EXERCISE AIM:
Show every line below where "above" appears.

DATA FOR REVIEW:
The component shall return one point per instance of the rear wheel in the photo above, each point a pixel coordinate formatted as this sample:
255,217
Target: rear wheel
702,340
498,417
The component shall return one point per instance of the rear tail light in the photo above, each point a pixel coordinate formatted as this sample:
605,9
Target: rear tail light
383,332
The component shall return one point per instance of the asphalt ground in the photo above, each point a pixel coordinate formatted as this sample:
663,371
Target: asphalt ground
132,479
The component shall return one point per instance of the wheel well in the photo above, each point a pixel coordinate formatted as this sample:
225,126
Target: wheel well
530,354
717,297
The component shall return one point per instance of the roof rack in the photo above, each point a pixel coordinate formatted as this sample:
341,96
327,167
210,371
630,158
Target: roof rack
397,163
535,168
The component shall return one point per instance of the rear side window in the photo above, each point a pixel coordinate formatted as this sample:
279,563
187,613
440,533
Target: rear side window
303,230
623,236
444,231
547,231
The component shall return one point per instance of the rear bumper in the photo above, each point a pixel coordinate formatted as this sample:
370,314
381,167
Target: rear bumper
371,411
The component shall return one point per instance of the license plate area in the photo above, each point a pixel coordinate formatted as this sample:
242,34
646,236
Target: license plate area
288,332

RESPONSE:
The component shall return one point per instance of the rear wheel in the photo above, each point a pixel coordinate formatted as this sample:
The component shall return one point per instance of the rear tail light in the photo above, each point a pixel coordinate formatted as this sample:
The component shall return one point per instance of the asphalt ground in the photo above, each point a pixel coordinate formatted as this sample:
The component shall return one point per instance of the wheel well in the photo above, each point a pixel coordinate formatted as this sample:
The component shall return one point per instance of the roof rack in the photo above, each point a pixel coordinate formatted as this sample:
The component shall return one point per instance of the rear side window in the photo above, each point a pixel coordinate formatted as this sample:
The component shall return one point per instance of the rear bumper in the photo above, each point a pixel coordinate formatted as this sample:
The component shall return one point per instance of the license plate area in the photo above, each point a pixel coordinate formatted as this sample:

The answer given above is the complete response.